Records from a dataset
━━━━━━━━

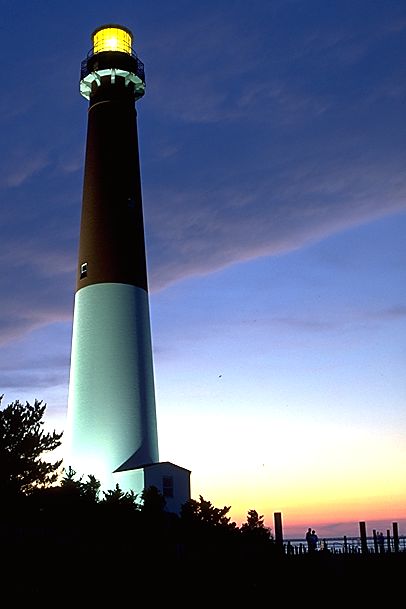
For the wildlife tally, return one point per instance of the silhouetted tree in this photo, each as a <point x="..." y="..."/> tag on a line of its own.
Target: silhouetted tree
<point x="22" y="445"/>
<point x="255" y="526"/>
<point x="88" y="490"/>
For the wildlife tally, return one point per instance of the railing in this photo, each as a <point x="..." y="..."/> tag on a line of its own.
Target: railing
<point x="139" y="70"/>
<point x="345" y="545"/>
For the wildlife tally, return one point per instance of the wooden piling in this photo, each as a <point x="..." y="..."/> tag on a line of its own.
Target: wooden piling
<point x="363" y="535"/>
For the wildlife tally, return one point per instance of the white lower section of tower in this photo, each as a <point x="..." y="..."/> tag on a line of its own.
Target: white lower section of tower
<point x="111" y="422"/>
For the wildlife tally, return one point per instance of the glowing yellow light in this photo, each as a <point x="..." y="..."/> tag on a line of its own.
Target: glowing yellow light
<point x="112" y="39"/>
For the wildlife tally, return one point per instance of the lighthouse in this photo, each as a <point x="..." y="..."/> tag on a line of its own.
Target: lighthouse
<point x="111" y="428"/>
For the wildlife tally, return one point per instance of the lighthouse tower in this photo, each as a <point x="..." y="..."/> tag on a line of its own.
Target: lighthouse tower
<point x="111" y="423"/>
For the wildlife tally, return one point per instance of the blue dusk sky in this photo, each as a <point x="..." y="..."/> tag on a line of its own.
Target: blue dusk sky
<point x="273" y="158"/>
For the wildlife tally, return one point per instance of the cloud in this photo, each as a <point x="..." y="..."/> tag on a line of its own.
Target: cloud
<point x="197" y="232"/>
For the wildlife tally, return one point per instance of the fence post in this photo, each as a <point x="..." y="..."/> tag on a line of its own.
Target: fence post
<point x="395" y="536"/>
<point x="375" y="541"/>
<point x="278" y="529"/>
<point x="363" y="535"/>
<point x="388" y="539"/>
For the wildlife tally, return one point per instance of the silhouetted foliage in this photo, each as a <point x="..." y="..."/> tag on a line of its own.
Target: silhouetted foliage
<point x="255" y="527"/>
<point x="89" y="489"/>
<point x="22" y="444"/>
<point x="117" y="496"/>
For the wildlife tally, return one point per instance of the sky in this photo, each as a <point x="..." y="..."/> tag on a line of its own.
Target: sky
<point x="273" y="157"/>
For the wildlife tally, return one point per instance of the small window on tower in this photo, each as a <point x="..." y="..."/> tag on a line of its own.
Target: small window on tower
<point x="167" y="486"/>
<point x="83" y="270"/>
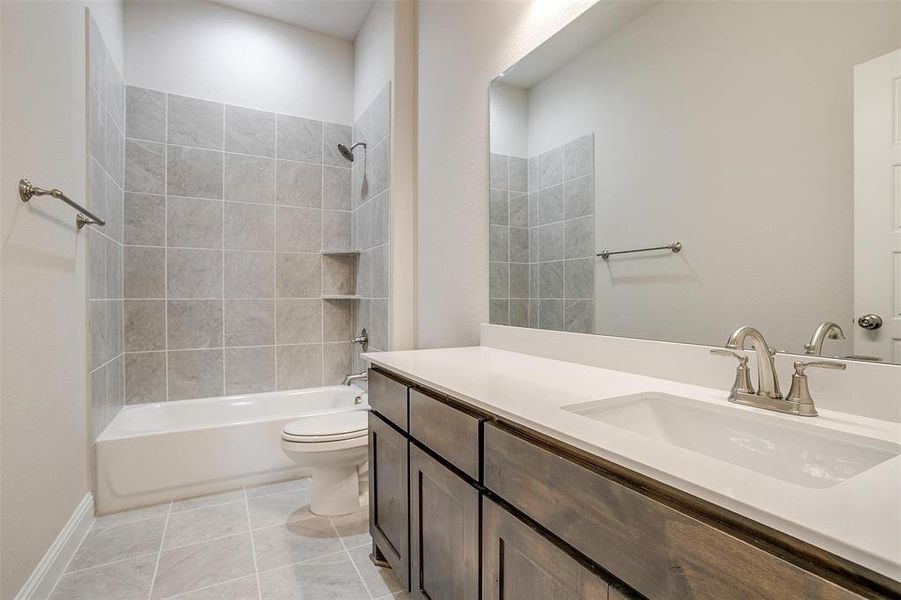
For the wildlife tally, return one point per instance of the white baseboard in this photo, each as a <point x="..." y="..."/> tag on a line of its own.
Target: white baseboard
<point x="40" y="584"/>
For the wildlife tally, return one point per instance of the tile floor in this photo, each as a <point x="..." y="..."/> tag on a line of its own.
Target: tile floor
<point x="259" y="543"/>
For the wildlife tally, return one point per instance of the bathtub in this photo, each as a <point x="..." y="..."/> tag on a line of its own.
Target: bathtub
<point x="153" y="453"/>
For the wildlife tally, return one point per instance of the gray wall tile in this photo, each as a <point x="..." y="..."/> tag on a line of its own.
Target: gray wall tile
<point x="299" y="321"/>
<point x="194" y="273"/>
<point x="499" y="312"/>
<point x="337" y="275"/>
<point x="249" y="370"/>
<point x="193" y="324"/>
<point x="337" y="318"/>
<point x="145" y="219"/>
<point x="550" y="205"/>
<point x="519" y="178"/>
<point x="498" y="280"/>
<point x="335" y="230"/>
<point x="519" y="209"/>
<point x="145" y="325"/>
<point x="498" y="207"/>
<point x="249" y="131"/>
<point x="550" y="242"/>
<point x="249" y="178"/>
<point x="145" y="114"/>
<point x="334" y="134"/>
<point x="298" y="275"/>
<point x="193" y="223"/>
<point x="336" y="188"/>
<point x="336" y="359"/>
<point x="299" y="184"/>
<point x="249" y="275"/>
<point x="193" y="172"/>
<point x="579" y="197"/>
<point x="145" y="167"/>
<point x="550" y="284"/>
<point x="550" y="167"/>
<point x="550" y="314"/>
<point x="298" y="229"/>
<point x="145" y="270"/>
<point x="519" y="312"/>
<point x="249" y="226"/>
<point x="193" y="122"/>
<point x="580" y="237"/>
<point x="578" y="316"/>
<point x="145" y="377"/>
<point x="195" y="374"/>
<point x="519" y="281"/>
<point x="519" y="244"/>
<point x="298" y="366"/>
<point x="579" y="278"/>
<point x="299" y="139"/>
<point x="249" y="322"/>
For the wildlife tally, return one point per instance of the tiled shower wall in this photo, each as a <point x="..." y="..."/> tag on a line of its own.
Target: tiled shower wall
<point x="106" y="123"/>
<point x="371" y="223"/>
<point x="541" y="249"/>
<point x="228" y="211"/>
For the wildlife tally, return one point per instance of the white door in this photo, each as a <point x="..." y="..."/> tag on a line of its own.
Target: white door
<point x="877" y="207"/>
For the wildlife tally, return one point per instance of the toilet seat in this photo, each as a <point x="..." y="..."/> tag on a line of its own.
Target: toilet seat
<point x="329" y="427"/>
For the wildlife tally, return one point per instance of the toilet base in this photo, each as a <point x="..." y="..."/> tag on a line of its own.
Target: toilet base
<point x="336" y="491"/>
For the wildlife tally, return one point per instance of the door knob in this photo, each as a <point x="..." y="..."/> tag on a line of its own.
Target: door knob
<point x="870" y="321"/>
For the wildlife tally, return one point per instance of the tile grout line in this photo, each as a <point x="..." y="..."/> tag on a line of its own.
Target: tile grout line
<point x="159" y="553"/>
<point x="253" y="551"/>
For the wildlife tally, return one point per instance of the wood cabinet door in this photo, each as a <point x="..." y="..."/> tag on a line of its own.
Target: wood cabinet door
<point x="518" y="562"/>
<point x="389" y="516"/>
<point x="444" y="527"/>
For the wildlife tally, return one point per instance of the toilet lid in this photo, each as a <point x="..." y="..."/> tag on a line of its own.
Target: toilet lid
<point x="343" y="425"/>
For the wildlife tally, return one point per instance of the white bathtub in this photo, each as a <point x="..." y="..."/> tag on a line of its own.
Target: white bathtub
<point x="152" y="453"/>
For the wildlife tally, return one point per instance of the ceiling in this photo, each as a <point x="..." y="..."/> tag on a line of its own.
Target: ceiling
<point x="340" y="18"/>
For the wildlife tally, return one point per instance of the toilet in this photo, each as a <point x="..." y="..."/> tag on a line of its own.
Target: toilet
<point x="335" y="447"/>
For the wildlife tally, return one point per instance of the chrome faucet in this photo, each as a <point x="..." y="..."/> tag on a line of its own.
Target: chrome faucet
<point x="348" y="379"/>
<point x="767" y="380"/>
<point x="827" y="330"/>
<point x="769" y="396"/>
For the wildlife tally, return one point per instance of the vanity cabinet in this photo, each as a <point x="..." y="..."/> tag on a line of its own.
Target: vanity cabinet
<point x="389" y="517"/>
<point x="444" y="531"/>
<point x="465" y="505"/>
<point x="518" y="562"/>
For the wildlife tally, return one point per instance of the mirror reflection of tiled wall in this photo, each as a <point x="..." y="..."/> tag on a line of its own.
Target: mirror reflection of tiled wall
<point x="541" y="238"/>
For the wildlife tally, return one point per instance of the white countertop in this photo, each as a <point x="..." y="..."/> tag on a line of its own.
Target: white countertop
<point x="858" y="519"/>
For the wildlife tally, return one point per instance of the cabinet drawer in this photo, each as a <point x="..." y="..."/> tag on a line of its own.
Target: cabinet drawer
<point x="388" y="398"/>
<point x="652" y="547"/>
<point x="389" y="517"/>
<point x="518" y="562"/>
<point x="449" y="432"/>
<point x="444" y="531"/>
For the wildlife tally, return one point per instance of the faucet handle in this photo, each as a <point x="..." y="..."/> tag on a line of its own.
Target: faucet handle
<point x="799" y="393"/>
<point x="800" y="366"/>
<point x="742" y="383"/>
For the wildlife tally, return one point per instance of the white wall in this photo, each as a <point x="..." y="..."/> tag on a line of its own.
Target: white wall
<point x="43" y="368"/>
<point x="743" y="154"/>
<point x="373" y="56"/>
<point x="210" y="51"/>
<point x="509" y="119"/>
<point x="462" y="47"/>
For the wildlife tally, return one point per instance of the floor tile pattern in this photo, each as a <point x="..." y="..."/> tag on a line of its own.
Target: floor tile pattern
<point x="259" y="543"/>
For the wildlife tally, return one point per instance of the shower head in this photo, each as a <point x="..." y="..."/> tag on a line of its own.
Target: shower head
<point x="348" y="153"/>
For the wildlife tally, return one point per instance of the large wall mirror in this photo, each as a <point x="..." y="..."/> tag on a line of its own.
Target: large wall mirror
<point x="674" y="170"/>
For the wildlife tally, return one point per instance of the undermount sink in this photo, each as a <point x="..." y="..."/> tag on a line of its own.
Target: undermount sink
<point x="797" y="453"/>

━━━━━━━━

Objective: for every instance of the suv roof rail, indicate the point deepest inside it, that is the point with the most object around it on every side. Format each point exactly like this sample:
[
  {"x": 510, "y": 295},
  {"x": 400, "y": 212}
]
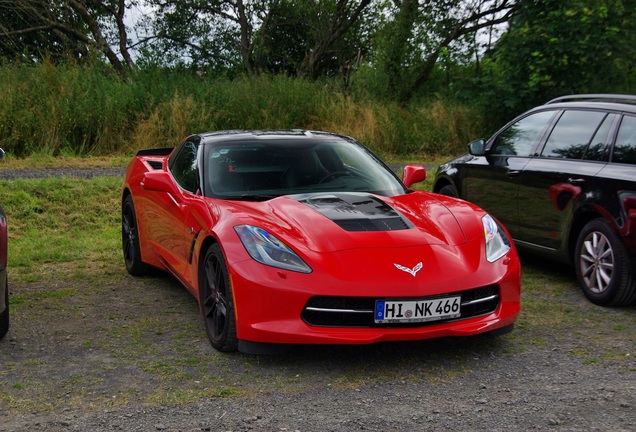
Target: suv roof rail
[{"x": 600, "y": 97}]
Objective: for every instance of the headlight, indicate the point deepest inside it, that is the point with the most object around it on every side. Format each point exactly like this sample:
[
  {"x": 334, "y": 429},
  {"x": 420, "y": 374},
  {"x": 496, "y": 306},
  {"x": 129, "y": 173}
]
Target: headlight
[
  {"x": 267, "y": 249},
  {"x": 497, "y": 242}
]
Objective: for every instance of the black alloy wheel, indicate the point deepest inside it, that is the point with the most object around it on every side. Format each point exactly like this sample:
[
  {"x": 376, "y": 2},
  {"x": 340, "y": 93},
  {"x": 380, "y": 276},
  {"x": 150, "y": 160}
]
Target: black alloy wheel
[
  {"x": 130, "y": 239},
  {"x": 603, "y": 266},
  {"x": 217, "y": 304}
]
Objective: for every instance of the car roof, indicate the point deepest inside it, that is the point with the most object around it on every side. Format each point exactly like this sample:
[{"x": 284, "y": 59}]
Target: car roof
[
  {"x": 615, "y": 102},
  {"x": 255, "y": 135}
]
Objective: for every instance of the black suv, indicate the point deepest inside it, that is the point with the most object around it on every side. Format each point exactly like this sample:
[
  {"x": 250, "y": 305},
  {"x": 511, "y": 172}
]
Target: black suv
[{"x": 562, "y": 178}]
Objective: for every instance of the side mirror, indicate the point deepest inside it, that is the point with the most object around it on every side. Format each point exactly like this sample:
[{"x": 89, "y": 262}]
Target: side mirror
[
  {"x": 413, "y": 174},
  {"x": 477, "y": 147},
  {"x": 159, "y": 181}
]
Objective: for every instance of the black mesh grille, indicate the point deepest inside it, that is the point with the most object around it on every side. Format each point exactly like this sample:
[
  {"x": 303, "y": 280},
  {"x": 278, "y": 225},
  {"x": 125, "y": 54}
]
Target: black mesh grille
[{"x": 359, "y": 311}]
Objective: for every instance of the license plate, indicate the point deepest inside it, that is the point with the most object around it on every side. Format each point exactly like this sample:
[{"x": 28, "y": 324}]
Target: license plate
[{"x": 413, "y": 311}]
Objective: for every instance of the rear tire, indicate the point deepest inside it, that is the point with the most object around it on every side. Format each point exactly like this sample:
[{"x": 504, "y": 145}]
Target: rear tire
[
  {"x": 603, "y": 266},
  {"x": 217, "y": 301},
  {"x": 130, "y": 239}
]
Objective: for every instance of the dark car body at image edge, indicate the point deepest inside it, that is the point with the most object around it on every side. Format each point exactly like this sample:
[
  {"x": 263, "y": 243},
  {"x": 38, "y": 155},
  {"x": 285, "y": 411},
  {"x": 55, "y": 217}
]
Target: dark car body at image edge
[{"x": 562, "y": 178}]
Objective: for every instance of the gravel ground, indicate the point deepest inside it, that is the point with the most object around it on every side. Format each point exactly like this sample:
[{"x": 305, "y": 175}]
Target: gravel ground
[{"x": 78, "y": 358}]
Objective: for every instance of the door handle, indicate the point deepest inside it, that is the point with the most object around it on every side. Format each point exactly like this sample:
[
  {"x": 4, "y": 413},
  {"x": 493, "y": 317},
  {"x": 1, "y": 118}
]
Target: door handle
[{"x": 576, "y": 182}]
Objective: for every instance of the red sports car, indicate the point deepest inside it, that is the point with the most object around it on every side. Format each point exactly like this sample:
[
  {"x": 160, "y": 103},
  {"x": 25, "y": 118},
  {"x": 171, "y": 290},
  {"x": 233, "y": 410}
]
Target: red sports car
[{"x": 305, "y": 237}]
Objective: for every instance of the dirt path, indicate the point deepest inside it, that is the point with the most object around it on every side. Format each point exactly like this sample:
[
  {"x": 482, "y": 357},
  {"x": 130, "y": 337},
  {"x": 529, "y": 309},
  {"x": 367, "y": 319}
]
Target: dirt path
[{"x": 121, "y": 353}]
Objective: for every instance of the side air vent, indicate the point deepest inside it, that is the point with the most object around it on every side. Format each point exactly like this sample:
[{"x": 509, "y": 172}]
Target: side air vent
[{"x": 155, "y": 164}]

━━━━━━━━

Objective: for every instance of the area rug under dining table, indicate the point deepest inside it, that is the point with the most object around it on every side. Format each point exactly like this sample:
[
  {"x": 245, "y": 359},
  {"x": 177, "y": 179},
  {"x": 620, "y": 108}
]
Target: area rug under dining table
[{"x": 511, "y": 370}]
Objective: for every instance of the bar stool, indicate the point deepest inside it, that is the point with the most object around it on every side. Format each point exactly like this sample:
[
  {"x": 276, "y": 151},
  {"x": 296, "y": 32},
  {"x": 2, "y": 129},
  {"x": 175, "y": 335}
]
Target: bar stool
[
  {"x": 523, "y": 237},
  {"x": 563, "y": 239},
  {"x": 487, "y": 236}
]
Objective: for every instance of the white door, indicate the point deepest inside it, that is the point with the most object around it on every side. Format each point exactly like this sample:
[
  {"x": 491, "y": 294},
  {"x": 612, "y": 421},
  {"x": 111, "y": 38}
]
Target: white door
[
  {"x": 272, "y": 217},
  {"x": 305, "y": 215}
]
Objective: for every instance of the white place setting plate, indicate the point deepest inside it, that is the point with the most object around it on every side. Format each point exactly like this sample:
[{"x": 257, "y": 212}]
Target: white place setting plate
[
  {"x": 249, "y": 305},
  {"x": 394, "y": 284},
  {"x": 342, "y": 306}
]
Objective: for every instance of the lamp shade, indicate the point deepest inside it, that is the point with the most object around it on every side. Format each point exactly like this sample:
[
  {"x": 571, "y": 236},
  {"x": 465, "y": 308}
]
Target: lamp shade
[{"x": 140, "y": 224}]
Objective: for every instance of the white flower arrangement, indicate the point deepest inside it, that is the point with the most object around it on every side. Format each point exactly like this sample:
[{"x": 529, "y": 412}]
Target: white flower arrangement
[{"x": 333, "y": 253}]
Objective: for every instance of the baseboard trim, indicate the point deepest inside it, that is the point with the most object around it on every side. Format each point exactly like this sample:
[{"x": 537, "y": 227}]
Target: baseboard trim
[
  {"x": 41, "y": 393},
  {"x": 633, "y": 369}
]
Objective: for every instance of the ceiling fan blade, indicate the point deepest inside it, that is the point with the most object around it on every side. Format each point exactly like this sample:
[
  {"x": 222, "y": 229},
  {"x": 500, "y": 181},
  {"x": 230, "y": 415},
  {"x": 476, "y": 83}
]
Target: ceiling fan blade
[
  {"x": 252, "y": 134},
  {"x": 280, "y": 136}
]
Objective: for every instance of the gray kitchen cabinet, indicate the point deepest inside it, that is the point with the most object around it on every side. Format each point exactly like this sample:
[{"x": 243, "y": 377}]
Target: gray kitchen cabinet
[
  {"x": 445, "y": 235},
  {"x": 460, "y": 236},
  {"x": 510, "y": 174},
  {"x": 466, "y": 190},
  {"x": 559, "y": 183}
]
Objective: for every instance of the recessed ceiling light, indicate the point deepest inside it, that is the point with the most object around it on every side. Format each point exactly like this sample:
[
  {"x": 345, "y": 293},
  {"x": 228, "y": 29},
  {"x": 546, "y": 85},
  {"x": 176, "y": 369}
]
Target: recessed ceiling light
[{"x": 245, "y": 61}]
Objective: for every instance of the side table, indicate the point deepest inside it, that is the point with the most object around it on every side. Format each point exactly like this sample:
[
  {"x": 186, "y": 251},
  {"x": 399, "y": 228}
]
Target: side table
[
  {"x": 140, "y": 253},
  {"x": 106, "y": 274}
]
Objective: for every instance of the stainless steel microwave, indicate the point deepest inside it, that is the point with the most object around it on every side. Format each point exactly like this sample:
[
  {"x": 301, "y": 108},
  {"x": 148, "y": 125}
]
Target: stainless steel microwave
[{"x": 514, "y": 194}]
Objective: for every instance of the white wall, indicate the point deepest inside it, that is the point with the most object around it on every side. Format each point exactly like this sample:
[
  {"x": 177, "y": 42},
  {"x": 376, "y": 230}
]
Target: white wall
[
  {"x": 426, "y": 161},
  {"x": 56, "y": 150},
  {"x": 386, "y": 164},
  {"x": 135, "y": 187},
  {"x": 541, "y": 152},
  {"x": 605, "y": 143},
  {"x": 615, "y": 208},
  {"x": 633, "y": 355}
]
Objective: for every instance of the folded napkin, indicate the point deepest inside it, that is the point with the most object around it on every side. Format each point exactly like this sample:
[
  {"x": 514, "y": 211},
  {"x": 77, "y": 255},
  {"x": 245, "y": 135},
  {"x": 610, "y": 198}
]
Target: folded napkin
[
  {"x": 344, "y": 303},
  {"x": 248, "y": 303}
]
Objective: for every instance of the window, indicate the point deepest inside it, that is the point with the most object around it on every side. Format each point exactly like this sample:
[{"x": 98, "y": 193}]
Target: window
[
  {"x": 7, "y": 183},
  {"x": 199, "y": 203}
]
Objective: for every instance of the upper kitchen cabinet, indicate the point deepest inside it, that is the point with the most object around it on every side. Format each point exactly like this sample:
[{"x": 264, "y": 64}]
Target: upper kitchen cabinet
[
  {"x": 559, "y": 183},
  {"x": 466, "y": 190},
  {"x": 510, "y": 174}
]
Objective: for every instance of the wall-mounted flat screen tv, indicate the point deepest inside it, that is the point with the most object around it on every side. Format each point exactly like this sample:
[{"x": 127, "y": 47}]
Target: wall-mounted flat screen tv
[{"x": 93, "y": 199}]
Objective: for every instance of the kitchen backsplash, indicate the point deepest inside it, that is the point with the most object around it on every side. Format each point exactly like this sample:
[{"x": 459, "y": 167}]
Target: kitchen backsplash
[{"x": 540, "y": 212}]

━━━━━━━━

Work to complete:
What do the lines above say from the one containing "the silhouetted tree" down to the one containing "of the wooden"? Return them exactly, both end lines included, and only them.

Finished task:
For the wildlife tally, return one point per instance of the silhouetted tree in this photo, each as a <point x="..." y="..."/> tag on a line of its own.
Target: silhouetted tree
<point x="22" y="445"/>
<point x="255" y="526"/>
<point x="88" y="490"/>
For the wildlife tally, return one point per instance of the railing in this photo, each as a <point x="..." y="..."/> tag on a line of its own.
Target: railing
<point x="139" y="70"/>
<point x="345" y="545"/>
For the wildlife tally, return one point per instance of the wooden piling in this photo, each as a <point x="..." y="..."/> tag on a line of its own.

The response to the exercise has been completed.